STATED TASK: Write the next part of the midplane connector assembly passage, picking up after its last sentence.

PAGE EXTRACT:
In the illustrated embodiment, the first circuit board 130 is
oriented generally horizontally. The contact modules 140 of the
first receptacle assembly 132 are orientated generally vertically.
The second circuit board 150 is oriented generally vertically. The
contact modules 160 of the second receptacle assembly 152 are
oriented generally horizontally. The first connector assembly 104
and the second connector assembly 106 have an orthogonal
orientation with respect to one another. The signal contacts within
each differential pair, including the receptacle signal contacts
142 of the first receptacle assembly 132, the receptacle signal
contacts 162 of the second receptacle assembly 152, and the header
signal contacts 120, are all oriented generally horizontally.
Optionally, the first and/or second receptacle assemblies 132, 152
may be mounted to cables rather than the circuit boards 130,
150.
FIG. 2 is an exploded view of the midplane assembly 102 showing the
first and second header assemblies 116, 118 poised for mounting to
the midplane circuit board 110. Conductive vias 170 extend through
the midplane circuit board 110 between the first and second sides
112, 114. The conductive vias 170 receive mounting ends 172 of the
header signal contacts 120 of the first and second header
assemblies 116, 118, thereby providing an electrical connection
between the first and second header assemblies 116, 118. Some of
the conductive vias 170 are configured to receive mounting ends of
the header ground shields 122. Other configurations or shapes for
the header ground shields 122 are possible in alternative
embodiments.

SUPPLIED DATA:
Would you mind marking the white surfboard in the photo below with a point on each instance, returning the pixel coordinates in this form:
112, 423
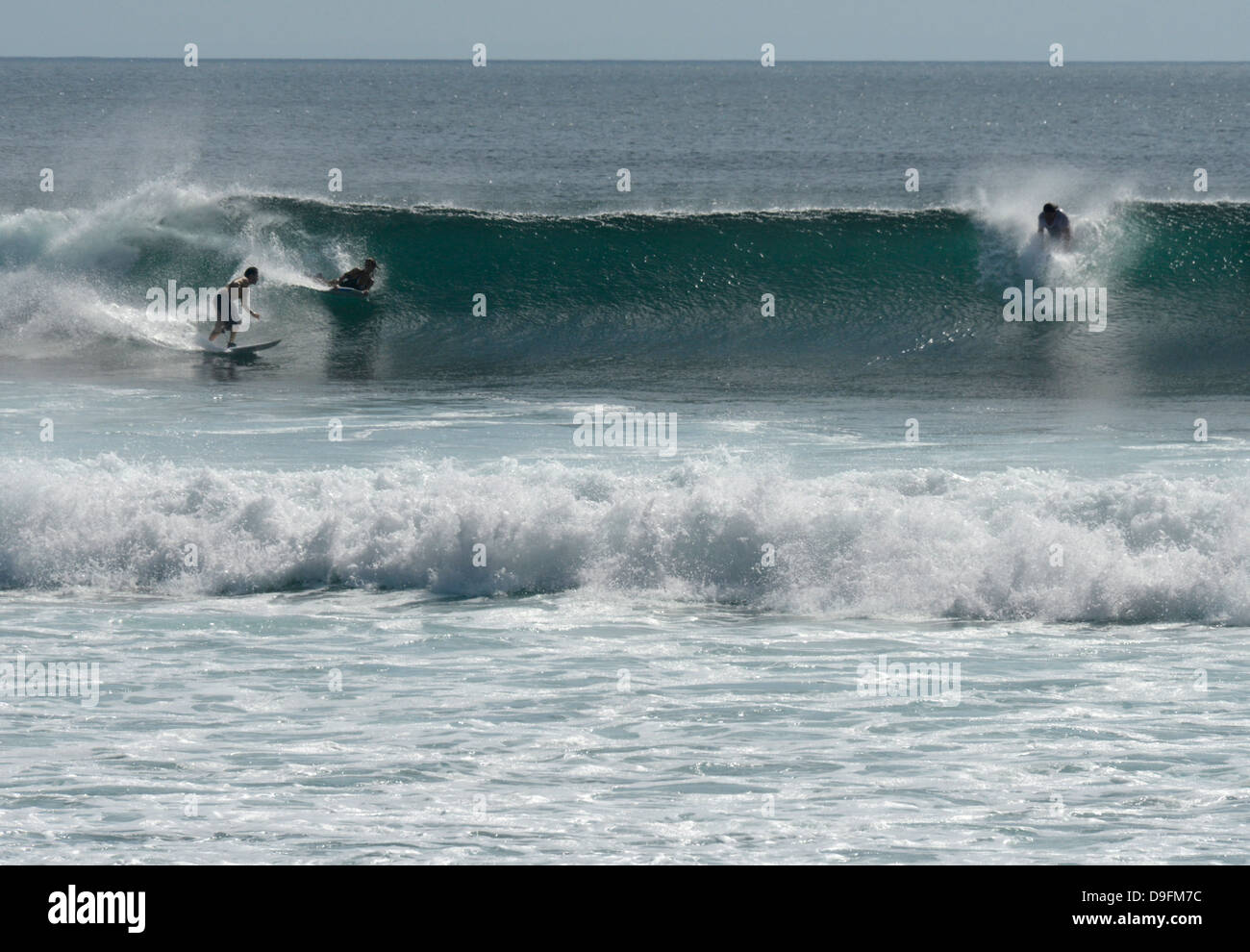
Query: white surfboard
238, 349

RESULT FOR THIS EXERCISE:
FIG. 3 is a front, exploded perspective view of the first
receptacle assembly 132 formed in accordance with an exemplary
embodiment. FIG. 3 illustrates one of the contact modules 140 in an
exploded state and poised for assembly and loading into the
receptacle housing 138. The receptacle housing 138 includes a
plurality of signal contact openings 200 and a plurality of ground
contacts openings 202 at a mating end 204 of the receptacle housing
138. The mating end 204 defines the header interface 134 of the
first receptacle assembly 132.
The contact modules 140 are coupled to the receptacle housing 138
such that the receptacle signal contacts 142 are received in
corresponding signal contact openings 200. The signal contact
openings 200 may also receive corresponding header signal contacts
120 (shown in FIG. 2) therein when the receptacle and header
assemblies 132, 116 are mated. The ground contact openings 202
receive corresponding header ground shields 122 (shown in FIG. 2)
therein when the receptacle and header assemblies 132, 116 are
mated. The ground contact openings 202 receive grounding members,
such as grounding beams of the contact modules 140 that mate with
the header ground shields 122 to electrically common the receptacle
and header assemblies 132, 116.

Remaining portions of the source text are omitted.